— Requirements —
Swap "bounding box" for "rectangle" everywhere it occurs in the material below, and reproduce everything else unchanged.

Coordinate annotation entries:
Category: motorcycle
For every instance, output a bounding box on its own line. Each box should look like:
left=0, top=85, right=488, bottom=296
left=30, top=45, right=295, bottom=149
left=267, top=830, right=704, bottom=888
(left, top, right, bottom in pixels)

— Completed task —
Category: motorcycle
For every instance, output a rectangle on its own line. Each box should look like:
left=0, top=85, right=488, bottom=296
left=30, top=45, right=295, bottom=149
left=267, top=830, right=704, bottom=888
(left, top, right, bottom in pixels)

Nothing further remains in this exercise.